**Your tasks**.
1) Decide whether each statement agrees with the carp thread, answering yes or no and quoting the deciding words: (a) The friend from Germany described keeping the carp alive in a tub for three days without feeding it. (b) The poster kept the huge snapping turtle he caught. (c) The man with the pickup truck drove 30 minutes to take the turtle.
2) In the carp thread, swap "garage" for "basement" and write out the passage that begins at the words "A tub for 3" and stops after "a week...wonderful video!".

**Quoted text**.
^^^^^^^^
That is VERY ILLEGAL not to mention Unsportsmanlike conduct !


----------



## twcrawford (Aug 27, 2009)

summerschool said:


> I had a friend from Germany who said he loves carp and and I told him that is a trash fish here. He explained to me that we do not know how to prepare it. He told me they keep the fish alive in a big tub for three days without feeding it. He said at the end of three days there will be silt at the bottom of the tub, the carp has cleaned himself out. He said thats when you kill it and it is the best fish you have ever tasted. I still have a hard time believing it but I have never done it.


Whoa! I had no idea there was so much info out there on carp. A quick google underlines what most of you've already posted. I mostly bottom fish with at least two rods so next time I'm out I'll give it a try. Carp sounds like some serious action. 

I'll post my results.


----------



## twcrawford (Aug 27, 2009)

A tub for 3 days lol. Wifey isn't gonna like that. Hmm I could put him in the garage in a plastic storage crate though - same difference. If I catch one I'll try it. A couple seasons ago I caught a huge snapping turtle that I gave away. The guys on the shoreline phoned a guy with a pickup truck. The pick up truck guy stopped whatever he was doing and drove 30 minutes to take the turtle. They told me it was illegal to keep turtles that size... They also proceeded to tell me about the 8 different kinds of meat in a turtle. Anyways, yes, if I pull up a carp I'll make a way. Im not gonna knock it till I try it


----------



## twcrawford (Aug 27, 2009)

chesapeakecarper said:


> Fried Carp on Food Network's Drive-Ins, Diners and Dives...One ton of cooked carp a week...wonderful video!
> 
> http://www.youtube.com/watch?v=2bFCbifraN0


Guy can burn!


----------



## fish123 (Aug 26, 2008)

They're very popular in Germany, go to Google.de and lookup some recipes. I like them, they must be prepared correctly though.


----------



## twcrawford (Aug 27, 2009)
^^^^^^^^
[Extracted data entries]
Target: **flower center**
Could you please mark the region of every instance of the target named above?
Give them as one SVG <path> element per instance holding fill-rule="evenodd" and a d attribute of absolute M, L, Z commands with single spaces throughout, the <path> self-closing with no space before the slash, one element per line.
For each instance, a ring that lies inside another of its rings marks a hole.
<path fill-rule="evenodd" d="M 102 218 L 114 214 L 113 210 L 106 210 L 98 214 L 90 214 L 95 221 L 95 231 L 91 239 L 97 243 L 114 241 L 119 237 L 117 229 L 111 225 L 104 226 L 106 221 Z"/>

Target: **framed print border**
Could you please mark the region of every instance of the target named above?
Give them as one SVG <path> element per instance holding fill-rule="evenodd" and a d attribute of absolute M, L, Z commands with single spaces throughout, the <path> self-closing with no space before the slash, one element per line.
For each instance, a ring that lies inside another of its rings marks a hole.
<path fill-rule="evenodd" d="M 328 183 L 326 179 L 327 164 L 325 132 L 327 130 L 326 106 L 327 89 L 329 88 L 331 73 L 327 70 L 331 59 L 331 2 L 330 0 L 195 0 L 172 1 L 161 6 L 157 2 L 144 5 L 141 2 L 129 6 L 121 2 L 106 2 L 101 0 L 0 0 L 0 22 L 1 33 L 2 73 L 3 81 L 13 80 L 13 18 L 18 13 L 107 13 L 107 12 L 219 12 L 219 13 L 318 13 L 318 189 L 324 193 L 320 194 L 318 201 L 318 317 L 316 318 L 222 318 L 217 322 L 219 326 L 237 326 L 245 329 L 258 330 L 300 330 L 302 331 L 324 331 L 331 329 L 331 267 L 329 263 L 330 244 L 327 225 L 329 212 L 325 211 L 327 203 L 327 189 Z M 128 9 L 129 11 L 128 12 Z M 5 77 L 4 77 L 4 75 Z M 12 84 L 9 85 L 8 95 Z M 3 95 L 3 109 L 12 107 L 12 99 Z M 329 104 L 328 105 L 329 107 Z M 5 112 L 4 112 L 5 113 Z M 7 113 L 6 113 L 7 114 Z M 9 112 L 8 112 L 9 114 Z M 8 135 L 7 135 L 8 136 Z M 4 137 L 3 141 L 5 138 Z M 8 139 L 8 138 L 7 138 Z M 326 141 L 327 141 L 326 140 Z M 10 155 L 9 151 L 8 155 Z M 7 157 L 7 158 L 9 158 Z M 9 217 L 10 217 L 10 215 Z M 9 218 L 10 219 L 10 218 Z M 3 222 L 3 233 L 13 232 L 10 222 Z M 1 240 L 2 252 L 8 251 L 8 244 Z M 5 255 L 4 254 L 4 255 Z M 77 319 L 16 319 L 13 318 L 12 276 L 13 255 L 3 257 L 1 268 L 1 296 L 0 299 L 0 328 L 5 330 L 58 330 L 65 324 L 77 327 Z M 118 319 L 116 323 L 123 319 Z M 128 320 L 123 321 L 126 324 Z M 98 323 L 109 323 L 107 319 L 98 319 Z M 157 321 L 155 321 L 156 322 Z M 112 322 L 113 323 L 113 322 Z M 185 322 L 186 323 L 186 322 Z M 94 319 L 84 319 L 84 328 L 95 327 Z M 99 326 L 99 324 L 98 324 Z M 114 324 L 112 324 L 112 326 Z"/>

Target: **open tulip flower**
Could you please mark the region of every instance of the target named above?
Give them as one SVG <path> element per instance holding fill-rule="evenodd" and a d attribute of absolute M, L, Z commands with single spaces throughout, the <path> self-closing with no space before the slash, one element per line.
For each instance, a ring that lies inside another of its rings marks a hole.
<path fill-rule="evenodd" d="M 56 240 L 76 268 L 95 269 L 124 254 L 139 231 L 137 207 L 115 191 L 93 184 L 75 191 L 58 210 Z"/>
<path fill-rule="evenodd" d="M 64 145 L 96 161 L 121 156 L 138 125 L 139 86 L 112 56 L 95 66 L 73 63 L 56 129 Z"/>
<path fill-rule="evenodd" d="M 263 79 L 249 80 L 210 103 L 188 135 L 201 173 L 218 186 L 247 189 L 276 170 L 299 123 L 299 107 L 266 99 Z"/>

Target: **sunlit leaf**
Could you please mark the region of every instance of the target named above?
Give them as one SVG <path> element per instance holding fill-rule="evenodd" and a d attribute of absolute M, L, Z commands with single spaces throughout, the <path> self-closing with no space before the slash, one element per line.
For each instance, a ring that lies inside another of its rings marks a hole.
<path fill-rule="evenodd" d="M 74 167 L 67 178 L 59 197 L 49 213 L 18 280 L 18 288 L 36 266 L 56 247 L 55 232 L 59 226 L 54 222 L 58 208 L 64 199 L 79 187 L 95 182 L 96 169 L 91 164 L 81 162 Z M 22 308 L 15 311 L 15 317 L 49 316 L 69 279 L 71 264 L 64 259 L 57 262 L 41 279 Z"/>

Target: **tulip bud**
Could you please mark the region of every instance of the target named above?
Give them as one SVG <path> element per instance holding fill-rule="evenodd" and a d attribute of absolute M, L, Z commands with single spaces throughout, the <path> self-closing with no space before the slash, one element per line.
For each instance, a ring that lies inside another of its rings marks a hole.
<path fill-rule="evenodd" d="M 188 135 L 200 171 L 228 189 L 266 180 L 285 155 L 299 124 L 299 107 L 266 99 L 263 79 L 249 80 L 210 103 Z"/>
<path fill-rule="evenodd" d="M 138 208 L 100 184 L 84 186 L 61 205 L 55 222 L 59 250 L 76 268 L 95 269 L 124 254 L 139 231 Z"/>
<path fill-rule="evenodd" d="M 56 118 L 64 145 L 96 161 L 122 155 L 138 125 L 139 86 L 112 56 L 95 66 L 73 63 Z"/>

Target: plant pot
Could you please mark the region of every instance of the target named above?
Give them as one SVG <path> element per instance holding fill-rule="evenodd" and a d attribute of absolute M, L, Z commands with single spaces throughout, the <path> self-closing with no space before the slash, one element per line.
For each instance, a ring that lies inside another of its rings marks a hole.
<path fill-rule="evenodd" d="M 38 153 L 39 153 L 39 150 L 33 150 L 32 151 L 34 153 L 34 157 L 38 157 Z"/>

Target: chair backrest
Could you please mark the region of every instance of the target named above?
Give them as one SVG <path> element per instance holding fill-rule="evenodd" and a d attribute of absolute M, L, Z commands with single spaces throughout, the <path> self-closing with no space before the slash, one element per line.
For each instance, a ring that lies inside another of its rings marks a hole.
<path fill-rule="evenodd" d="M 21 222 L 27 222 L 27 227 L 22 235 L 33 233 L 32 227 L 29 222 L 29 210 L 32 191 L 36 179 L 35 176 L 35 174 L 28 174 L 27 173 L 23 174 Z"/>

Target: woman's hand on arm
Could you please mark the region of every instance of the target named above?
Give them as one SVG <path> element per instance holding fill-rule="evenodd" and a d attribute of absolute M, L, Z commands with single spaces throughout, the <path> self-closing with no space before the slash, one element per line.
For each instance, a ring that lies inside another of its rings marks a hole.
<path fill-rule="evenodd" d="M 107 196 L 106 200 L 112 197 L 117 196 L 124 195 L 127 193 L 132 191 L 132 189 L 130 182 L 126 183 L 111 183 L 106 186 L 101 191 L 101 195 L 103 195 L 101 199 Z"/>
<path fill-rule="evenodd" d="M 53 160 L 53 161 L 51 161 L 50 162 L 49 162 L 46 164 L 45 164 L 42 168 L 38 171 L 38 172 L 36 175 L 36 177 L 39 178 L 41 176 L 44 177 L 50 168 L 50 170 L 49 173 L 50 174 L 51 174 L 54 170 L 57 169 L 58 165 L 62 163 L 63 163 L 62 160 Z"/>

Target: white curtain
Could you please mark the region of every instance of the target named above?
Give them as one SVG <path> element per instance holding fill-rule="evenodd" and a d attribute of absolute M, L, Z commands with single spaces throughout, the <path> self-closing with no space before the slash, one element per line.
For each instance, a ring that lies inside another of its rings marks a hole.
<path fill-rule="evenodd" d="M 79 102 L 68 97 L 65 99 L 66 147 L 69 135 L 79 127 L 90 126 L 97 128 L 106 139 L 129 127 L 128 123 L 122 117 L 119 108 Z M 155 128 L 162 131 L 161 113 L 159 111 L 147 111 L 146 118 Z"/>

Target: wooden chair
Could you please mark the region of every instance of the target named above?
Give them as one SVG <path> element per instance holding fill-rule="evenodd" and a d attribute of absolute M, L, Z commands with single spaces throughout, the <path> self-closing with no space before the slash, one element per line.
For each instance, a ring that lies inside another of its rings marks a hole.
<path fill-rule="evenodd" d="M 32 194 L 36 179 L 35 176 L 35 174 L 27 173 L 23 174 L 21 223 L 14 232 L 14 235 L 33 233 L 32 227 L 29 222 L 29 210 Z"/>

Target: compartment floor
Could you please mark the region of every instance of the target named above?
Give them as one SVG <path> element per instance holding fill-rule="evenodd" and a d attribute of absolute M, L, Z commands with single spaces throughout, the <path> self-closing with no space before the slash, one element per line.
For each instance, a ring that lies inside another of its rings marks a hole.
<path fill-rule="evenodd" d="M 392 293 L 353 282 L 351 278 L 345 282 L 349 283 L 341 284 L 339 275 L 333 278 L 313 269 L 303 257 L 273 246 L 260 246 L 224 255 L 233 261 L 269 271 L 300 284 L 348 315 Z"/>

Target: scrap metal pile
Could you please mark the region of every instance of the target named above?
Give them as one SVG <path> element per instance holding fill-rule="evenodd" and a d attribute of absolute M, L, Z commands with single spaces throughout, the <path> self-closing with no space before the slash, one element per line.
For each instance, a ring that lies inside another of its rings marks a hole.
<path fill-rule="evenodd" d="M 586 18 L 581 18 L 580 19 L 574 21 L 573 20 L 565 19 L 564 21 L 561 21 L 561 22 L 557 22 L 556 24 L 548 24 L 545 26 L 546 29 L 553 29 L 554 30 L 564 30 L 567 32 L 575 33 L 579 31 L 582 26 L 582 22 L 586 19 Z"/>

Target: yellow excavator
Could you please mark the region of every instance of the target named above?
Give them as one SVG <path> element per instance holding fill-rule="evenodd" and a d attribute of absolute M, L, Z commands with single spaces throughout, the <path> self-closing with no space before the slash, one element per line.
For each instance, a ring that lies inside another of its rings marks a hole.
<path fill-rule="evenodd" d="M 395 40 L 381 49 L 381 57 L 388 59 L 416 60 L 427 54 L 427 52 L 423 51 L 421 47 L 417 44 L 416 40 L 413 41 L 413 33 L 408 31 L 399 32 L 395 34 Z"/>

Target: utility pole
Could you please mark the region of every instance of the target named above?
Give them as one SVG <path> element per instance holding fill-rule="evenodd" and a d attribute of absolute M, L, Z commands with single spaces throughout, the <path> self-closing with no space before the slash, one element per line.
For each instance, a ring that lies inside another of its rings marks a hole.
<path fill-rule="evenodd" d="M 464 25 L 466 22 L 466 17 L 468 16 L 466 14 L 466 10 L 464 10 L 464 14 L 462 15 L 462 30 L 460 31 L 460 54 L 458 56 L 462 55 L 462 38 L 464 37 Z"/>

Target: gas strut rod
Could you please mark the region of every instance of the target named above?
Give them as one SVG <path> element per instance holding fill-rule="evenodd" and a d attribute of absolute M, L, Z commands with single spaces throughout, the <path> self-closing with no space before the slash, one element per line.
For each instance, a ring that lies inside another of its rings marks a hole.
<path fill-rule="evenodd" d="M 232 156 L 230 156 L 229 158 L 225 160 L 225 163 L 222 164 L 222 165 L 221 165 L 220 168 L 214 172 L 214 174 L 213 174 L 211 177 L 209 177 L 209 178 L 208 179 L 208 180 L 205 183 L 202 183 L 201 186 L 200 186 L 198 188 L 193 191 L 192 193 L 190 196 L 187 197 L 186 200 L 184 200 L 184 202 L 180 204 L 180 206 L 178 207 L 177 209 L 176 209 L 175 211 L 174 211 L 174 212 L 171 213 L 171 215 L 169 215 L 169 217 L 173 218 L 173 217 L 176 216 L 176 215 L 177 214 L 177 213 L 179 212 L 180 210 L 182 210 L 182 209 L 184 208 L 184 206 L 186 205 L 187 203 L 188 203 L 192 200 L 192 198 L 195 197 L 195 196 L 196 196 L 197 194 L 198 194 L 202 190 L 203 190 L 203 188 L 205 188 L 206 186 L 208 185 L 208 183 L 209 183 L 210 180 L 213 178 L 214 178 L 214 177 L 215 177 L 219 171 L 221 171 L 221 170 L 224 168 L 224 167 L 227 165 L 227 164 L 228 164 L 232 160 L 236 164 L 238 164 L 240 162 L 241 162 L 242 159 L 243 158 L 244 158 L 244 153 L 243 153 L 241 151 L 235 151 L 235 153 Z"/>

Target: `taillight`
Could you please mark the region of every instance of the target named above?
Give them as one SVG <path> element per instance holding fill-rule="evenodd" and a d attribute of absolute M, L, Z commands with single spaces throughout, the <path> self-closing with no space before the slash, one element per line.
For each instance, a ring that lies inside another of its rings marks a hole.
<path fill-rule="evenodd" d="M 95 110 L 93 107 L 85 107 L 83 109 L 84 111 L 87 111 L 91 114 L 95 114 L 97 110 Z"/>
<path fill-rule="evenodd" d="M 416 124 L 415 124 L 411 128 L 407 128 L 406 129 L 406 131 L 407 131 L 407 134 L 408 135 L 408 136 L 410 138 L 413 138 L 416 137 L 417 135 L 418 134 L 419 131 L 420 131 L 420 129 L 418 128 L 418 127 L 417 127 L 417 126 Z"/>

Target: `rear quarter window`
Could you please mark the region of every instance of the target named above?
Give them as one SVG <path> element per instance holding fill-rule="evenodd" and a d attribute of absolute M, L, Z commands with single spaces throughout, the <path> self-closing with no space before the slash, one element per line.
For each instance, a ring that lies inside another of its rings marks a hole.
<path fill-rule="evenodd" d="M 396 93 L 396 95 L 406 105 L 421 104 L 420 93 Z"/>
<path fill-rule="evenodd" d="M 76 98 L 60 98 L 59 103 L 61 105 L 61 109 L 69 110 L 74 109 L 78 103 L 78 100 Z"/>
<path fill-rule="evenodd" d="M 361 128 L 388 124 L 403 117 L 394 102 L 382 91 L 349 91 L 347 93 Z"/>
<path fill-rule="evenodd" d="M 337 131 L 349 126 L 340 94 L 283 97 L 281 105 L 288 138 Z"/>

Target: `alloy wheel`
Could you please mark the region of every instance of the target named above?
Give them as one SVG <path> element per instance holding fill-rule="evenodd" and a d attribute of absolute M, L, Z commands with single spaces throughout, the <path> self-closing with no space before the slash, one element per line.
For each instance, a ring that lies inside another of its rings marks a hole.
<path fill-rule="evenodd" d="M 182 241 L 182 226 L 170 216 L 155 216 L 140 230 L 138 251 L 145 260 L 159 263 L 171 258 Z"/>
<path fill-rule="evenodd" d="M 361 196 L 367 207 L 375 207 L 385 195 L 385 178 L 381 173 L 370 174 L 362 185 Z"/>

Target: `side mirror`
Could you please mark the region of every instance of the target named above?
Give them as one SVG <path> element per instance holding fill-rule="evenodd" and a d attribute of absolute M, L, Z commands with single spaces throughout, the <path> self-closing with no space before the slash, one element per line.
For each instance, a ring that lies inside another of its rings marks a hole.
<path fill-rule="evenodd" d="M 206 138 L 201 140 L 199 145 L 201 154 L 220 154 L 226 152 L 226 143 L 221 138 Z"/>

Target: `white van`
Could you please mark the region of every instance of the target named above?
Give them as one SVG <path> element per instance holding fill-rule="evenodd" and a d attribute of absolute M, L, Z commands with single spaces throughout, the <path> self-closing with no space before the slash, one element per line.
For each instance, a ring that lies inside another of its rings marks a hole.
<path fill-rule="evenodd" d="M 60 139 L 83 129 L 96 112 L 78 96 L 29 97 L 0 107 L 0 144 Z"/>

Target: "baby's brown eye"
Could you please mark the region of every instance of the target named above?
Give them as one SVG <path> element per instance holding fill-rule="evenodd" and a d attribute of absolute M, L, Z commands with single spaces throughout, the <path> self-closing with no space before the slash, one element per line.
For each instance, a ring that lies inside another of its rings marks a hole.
^^^^^^^^
**Outputs**.
1)
(a) Yes: "they keep the fish alive in a big tub for three days without feeding it"
(b) No: "I caught a huge snapping turtle that I gave away"
(c) Yes: "drove 30 minutes to take the turtle"

2)
A tub for 3 days lol. Wifey isn't gonna like that. Hmm I could put him in the basement in a plastic storage crate though - same difference. If I catch one I'll try it. A couple seasons ago I caught a huge snapping turtle that I gave away. The guys on the shoreline phoned a guy with a pickup truck. The pick up truck guy stopped whatever he was doing and drove 30 minutes to take the turtle. They told me it was illegal to keep turtles that size... They also proceeded to tell me about the 8 different kinds of meat in a turtle. Anyways, yes, if I pull up a carp I'll make a way. Im not gonna knock it till I try it


----------



## twcrawford (Aug 27, 2009)

chesapeakecarper said:


> Fried Carp on Food Network's Drive-Ins, Diners and Dives...One ton of cooked carp a week...wonderful video!